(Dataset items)
________________
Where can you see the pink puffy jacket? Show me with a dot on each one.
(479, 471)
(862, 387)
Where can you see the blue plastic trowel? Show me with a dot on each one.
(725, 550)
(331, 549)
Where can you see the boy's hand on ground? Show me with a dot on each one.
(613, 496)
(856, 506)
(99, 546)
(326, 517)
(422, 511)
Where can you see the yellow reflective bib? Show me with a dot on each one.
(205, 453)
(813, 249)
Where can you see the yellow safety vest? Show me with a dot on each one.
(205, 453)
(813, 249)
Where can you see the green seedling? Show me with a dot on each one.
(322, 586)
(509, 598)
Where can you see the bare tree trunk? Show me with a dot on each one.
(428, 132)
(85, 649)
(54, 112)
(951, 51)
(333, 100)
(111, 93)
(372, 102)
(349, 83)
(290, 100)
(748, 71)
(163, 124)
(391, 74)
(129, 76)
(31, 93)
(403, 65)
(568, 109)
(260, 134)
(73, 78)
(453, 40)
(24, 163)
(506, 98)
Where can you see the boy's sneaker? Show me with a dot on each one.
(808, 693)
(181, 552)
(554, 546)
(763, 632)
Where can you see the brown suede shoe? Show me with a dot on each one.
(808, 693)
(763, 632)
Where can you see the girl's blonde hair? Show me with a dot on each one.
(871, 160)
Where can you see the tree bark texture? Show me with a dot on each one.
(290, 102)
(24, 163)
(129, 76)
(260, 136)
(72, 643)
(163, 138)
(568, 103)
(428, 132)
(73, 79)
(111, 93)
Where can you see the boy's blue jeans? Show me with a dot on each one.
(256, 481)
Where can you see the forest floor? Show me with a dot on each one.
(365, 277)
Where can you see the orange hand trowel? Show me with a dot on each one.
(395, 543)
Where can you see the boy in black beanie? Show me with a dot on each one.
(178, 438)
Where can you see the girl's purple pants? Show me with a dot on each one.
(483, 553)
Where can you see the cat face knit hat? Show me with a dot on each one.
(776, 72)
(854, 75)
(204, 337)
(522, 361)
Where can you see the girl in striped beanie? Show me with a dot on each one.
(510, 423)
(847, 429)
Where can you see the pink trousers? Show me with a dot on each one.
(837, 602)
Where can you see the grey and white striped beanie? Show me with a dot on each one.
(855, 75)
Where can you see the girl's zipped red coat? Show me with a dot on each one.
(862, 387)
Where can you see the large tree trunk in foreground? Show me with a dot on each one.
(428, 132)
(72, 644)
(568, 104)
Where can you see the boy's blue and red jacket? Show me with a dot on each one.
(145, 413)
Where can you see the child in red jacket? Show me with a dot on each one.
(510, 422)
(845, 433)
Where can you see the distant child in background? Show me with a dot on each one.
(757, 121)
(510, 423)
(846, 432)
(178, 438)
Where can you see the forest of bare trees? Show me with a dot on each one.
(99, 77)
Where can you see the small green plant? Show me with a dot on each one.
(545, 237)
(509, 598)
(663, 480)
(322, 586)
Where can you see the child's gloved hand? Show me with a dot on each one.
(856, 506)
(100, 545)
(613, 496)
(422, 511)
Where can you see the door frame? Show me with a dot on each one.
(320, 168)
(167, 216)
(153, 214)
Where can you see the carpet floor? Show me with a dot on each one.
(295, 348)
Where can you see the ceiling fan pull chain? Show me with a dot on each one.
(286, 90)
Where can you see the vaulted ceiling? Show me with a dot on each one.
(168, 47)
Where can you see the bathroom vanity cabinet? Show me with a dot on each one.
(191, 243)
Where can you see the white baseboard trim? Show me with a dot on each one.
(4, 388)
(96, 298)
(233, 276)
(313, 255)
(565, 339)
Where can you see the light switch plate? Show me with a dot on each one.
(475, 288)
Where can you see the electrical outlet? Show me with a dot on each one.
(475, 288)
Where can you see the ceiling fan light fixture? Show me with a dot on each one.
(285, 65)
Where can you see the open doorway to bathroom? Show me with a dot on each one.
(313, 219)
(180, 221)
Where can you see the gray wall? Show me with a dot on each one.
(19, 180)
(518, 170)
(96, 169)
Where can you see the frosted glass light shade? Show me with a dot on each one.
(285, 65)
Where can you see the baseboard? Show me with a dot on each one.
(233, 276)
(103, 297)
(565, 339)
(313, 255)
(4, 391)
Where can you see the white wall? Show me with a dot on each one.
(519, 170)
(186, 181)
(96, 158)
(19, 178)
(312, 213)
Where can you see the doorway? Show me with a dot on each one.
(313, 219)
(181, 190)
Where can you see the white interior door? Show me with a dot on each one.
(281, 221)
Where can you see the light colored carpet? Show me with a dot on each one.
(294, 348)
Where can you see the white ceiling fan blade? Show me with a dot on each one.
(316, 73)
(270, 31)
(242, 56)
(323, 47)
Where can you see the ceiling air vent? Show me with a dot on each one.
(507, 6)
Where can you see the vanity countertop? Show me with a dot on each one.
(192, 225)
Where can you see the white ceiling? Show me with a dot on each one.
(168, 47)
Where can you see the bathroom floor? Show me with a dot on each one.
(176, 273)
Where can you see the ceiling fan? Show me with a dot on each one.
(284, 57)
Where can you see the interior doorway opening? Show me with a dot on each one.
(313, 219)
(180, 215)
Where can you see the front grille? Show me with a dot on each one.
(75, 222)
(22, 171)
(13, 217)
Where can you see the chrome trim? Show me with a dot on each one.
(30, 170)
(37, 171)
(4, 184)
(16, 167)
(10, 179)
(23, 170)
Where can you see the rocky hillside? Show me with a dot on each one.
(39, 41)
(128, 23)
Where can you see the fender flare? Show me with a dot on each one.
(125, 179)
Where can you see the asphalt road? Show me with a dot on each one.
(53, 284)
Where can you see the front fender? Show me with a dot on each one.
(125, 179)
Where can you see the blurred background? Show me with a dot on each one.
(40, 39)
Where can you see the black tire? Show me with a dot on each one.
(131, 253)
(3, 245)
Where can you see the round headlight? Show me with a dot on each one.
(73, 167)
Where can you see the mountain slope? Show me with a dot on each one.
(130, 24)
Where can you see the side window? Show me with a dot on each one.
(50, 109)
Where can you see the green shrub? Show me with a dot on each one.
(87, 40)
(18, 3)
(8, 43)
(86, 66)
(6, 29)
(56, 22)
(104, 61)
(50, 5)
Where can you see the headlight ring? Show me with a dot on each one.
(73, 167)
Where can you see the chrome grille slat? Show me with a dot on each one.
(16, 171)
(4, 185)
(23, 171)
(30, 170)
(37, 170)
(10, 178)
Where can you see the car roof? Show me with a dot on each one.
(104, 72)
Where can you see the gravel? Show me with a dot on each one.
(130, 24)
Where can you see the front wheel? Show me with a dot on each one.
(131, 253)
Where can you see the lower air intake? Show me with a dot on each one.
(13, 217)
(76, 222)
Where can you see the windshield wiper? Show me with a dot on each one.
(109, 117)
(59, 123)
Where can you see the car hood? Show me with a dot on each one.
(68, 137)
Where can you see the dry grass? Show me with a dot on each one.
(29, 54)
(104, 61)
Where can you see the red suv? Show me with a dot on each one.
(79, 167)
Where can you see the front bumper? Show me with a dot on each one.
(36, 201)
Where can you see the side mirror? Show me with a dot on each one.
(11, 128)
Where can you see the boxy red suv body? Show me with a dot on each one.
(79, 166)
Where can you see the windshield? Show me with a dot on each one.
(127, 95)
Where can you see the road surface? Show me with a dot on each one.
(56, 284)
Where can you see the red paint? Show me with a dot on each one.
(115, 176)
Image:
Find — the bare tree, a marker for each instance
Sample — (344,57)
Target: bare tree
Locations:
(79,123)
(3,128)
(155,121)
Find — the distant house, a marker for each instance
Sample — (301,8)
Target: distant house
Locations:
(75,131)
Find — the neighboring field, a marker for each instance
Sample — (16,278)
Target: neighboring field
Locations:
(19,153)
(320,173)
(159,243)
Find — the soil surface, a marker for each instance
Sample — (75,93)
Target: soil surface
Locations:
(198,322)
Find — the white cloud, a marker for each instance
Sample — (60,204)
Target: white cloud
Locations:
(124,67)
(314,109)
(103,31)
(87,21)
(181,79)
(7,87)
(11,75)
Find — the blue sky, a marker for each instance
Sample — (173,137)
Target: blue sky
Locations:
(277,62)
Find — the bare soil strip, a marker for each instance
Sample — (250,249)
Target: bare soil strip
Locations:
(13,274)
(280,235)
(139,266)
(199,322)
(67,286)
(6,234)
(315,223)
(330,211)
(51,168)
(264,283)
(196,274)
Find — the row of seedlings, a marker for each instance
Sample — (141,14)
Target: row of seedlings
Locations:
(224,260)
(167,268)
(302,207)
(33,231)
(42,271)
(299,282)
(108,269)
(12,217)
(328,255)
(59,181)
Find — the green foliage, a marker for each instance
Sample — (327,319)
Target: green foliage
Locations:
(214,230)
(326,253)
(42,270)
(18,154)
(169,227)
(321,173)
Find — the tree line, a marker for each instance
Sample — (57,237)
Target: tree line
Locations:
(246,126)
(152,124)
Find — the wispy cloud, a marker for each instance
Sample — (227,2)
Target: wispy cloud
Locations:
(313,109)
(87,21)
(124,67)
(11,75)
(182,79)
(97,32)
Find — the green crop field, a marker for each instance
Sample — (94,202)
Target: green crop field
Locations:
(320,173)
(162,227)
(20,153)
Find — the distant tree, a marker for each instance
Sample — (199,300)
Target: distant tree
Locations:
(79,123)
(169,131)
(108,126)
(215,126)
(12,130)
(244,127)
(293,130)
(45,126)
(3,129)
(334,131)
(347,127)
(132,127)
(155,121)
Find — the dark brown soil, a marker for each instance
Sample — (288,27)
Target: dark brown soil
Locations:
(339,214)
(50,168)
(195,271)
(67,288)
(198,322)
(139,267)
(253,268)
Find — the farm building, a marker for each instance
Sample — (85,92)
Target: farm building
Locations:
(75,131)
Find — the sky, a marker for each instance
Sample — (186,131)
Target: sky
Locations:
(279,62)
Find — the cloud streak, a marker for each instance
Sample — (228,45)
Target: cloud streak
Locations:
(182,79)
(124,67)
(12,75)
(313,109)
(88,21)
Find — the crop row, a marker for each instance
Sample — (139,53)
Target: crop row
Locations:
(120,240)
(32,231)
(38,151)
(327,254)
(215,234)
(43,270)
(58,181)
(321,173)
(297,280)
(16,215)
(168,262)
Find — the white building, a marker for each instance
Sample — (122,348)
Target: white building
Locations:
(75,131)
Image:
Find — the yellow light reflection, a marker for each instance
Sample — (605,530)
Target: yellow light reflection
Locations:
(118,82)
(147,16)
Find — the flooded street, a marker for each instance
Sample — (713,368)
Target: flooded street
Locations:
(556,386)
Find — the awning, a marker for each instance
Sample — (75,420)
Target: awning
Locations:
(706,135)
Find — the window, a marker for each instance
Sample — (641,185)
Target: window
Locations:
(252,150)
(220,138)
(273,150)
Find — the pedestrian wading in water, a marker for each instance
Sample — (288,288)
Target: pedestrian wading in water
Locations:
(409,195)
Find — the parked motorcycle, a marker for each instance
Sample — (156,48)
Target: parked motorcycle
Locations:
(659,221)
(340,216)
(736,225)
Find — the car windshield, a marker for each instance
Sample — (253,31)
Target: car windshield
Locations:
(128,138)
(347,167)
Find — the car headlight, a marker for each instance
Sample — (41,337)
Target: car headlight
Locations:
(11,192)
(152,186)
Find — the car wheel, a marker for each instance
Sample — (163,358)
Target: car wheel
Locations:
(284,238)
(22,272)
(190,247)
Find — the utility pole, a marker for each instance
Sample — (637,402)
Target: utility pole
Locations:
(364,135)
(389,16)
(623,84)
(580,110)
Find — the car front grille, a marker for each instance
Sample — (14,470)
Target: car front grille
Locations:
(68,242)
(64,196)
________________
### PROBLEM STATEMENT
In the data above, find the line with "Sample — (94,202)" and the line with "Target: dark brown soil". Retype both, plus every line between them, exactly.

### RESULT BELOW
Sample — (94,202)
Target: green crop field
Locations:
(320,173)
(162,227)
(20,153)
Find — the distant tree, a marker for each instance
Sample — (199,300)
Target: distant tree
Locations:
(79,123)
(169,131)
(108,126)
(215,126)
(12,130)
(244,127)
(293,130)
(45,126)
(3,129)
(334,131)
(347,127)
(132,127)
(155,121)
Find — the dark brown soil, a marker for each instance
Sample — (288,27)
Target: dark brown soil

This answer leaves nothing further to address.